Work request:
Retype the data below exactly, skipping pictures.

Referring expression data

- - - -

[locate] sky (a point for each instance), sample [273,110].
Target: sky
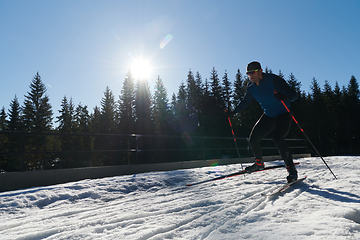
[81,47]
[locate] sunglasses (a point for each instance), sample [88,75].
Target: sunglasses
[252,72]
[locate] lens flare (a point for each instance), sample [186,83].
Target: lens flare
[141,68]
[165,41]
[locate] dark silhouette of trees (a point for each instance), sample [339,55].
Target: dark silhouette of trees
[143,122]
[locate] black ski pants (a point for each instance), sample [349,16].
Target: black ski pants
[280,126]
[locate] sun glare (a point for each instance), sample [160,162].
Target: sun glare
[141,68]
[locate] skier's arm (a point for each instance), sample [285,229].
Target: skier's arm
[282,87]
[244,102]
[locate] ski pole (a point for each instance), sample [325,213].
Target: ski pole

- - - -

Exercise output:
[locate] sky (a point for each instance), sample [273,110].
Target: sky
[81,47]
[locate] sunglasses (a point for each instance), sample [88,75].
Target: sunglasses
[252,72]
[locate] lens flare (a point for each instance), sample [186,83].
Target: lens flare
[141,68]
[165,41]
[locate] dark silhouette of trees (a point for each instance), sample [339,55].
Target: dark silhouette of trees
[143,122]
[locate] black ski pants (a point for each instance), sample [349,16].
Target: black ski pants
[280,126]
[locate] sun glare (a point for each instance), sample [160,162].
Target: sun glare
[141,68]
[locate] skier's arm (a point for each instance), sample [285,229].
Target: skier's arm
[282,87]
[244,102]
[locate] ski pole (a point for each instance), sample [325,213].
Target: ski pole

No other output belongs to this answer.